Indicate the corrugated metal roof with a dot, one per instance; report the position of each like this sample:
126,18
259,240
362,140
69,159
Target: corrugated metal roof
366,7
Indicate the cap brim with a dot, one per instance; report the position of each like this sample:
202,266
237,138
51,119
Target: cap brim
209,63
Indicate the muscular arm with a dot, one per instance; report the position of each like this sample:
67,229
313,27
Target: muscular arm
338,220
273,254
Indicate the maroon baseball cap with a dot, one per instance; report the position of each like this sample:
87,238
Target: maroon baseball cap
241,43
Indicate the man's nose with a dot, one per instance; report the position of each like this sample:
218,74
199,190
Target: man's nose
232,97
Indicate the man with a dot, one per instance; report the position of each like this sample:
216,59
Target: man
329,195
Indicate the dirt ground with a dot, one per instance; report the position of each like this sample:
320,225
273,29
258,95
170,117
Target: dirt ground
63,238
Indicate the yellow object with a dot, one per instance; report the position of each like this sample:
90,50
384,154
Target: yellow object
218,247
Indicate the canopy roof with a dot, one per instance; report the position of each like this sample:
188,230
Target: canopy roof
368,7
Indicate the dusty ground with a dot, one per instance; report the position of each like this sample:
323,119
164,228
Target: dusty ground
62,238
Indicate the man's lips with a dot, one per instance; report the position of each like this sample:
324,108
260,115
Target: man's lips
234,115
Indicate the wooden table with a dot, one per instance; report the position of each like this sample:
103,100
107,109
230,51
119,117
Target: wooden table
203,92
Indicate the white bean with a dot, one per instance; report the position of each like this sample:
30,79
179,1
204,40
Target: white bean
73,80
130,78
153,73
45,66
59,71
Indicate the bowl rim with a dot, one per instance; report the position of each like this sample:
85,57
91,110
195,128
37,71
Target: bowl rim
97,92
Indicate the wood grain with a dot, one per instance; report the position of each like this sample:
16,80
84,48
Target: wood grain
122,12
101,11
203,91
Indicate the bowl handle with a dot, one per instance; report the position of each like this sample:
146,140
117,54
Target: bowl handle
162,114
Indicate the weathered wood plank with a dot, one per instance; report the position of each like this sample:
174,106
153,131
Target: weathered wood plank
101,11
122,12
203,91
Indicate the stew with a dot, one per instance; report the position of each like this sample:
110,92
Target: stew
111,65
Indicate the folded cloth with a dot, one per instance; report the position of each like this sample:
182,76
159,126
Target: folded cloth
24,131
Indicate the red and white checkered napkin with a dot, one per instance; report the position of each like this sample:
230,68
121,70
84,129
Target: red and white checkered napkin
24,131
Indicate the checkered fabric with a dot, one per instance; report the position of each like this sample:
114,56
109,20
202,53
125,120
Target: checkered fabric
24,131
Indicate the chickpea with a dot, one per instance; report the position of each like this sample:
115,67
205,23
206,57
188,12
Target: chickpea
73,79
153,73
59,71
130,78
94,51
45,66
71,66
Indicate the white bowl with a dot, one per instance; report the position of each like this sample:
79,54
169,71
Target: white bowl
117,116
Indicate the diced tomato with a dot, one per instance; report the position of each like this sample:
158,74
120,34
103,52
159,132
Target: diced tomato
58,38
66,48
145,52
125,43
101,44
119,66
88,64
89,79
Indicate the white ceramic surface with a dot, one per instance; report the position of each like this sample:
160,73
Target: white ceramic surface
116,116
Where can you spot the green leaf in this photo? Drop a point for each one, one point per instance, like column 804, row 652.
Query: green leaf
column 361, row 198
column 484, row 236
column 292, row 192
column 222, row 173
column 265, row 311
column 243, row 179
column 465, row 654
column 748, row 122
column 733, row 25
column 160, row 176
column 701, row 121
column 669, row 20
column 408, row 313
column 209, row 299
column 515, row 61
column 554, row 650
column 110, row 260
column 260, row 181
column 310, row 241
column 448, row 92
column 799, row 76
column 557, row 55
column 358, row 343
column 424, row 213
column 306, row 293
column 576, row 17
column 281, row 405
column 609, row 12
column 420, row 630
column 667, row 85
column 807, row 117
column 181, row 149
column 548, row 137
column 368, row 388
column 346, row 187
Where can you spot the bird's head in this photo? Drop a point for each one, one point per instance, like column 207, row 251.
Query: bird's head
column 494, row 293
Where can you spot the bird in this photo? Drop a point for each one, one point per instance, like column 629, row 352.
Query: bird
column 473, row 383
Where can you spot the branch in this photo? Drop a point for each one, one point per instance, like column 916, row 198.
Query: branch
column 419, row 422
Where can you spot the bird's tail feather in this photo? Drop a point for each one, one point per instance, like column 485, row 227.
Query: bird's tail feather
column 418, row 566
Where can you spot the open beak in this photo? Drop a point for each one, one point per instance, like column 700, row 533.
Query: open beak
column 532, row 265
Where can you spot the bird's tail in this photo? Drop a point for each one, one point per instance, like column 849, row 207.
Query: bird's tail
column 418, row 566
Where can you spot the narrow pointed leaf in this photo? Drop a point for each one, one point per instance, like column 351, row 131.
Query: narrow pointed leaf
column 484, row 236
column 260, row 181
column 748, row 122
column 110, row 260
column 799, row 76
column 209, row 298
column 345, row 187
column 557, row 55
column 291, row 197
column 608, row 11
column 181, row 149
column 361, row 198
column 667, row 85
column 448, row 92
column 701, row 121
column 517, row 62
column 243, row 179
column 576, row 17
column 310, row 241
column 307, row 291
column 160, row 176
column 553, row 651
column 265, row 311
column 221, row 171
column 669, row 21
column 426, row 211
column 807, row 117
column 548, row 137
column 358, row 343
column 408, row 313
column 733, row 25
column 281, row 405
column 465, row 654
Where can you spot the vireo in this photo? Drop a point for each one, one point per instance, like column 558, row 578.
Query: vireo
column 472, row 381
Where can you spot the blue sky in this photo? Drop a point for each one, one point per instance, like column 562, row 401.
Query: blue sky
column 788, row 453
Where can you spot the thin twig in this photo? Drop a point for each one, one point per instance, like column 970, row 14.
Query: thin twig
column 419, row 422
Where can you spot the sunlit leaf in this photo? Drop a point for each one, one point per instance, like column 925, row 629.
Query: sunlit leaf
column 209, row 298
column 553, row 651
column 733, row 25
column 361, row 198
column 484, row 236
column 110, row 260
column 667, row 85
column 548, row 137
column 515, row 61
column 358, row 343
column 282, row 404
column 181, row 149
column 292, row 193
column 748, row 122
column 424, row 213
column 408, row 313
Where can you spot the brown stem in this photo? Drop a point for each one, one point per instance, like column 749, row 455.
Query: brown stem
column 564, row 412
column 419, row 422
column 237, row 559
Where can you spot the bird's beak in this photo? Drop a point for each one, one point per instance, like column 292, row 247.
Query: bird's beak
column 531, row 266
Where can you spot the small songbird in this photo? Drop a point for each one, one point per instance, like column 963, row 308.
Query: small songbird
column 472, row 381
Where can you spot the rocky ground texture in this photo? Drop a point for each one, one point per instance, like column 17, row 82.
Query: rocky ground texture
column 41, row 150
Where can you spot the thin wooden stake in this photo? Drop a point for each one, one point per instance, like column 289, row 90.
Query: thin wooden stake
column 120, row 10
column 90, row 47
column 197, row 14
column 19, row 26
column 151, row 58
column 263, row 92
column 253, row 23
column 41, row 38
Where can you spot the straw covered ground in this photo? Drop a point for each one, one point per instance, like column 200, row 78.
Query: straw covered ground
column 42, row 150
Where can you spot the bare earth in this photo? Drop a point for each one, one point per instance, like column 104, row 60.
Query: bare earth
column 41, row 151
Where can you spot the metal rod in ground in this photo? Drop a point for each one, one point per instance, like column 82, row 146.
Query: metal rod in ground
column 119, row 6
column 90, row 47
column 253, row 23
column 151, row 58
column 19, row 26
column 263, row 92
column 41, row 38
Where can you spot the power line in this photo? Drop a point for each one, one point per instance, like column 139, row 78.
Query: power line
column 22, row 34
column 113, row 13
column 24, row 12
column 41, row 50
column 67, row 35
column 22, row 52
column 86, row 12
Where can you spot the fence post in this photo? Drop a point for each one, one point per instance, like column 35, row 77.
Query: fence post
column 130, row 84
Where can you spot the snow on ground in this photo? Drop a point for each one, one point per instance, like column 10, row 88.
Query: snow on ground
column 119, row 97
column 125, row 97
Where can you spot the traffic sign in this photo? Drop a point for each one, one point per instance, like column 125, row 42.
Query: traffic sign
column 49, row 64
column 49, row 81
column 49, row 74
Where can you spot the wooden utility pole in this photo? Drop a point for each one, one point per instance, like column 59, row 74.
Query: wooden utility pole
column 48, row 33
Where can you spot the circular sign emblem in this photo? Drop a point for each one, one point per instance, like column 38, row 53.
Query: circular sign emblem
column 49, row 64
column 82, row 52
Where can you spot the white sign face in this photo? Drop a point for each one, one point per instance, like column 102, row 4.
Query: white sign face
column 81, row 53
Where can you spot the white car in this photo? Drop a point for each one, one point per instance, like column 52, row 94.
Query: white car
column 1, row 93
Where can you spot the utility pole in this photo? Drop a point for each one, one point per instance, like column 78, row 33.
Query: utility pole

+-------+

(WHAT IS REQUIRED)
Can you give the lines again from the line with "Where can you spot the vireo" to the line with "column 41, row 150", substituting "Place a dot" for "Drop a point" and leaving everything else as it is?

(SOLUTION FOR THIS EXERCISE)
Where can you spot the vireo in this photo? Place a dot for each one, one point per instance, like column 558, row 578.
Query: vireo
column 472, row 381
Where can you spot the blue sky in this photo? Place a dot for each one, one point per instance, like column 562, row 401.
Query: blue sky
column 788, row 453
Where can you spot the thin twig in this photo? Place a dot for each one, one point per instance, like column 970, row 14.
Query: thin twig
column 419, row 422
Where can you spot the sunlit leaf in this photo? Place a dot for each one, one point per instance, like column 925, row 629.
Query: sunlit leaf
column 209, row 298
column 553, row 651
column 733, row 25
column 361, row 198
column 484, row 236
column 110, row 260
column 667, row 85
column 548, row 137
column 515, row 61
column 358, row 343
column 282, row 404
column 181, row 149
column 292, row 193
column 748, row 122
column 424, row 213
column 408, row 313
Where can you spot the brown stem in this photo? Place a dot for each one, one point per instance, like column 749, row 455.
Query: brown stem
column 564, row 412
column 419, row 422
column 237, row 559
Where can you spot the bird's beak in this photo? Place a dot for each one, one point per instance, like column 292, row 247.
Query: bird's beak
column 531, row 266
Where can you spot the small songbird in this photo? Place a dot for each one, one point per instance, like column 963, row 308.
Query: small songbird
column 472, row 381
Where can you spot the rocky ground texture in this photo? Place a dot for each one, one point per instance, like column 17, row 82.
Query: rocky ground texture
column 41, row 150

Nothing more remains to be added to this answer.